Prompt: Revise the lines below by changing every "rough mask" to "coarse mask" and leaving everything else untouched.

Dataset entries:
--- START ---

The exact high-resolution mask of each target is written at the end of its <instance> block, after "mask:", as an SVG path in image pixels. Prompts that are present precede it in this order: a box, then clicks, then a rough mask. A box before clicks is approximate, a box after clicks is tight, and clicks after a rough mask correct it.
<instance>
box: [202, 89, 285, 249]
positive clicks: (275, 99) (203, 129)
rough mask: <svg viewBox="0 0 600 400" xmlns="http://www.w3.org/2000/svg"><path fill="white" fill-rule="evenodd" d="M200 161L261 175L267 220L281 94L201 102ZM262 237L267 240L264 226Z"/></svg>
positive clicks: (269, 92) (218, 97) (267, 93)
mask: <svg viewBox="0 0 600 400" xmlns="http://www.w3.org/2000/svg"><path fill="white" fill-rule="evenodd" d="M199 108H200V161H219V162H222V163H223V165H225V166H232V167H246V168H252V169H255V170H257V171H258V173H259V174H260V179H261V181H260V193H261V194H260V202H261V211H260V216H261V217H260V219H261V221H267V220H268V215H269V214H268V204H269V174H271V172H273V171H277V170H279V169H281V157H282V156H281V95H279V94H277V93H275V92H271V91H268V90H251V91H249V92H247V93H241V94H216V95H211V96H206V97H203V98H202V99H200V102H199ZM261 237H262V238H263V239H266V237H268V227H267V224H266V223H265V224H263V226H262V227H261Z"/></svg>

--- END ---

Solution to this problem:
The exact high-resolution mask of each target is written at the end of its <instance> block, after "mask:", as an SVG path in image pixels. Prompts that are present precede it in this order: a box, then clicks, then a coarse mask. A box before clicks is approximate, a box after clicks is tight, and clicks after a coarse mask correct it.
<instance>
box: [202, 89, 285, 249]
positive clicks: (275, 99) (203, 129)
coarse mask: <svg viewBox="0 0 600 400" xmlns="http://www.w3.org/2000/svg"><path fill="white" fill-rule="evenodd" d="M200 161L261 175L267 220L281 94L201 102ZM262 237L267 240L264 226Z"/></svg>
positive clicks: (269, 92) (218, 97) (267, 93)
mask: <svg viewBox="0 0 600 400" xmlns="http://www.w3.org/2000/svg"><path fill="white" fill-rule="evenodd" d="M199 108H200V161H219V162H222V163H223V165H225V166H232V167H246V168H252V169H255V170H257V171H258V173H259V174H260V179H261V181H260V193H261V194H260V202H261V211H260V216H261V217H260V219H261V221H267V220H268V215H269V214H268V204H269V174H271V172H273V171H277V170H279V169H281V157H282V156H281V95H279V94H277V93H275V92H271V91H268V90H251V91H249V92H247V93H241V94H216V95H211V96H206V97H203V98H202V99H200V102H199ZM261 237H262V238H263V239H266V237H268V227H267V224H266V223H265V224H263V226H262V227H261Z"/></svg>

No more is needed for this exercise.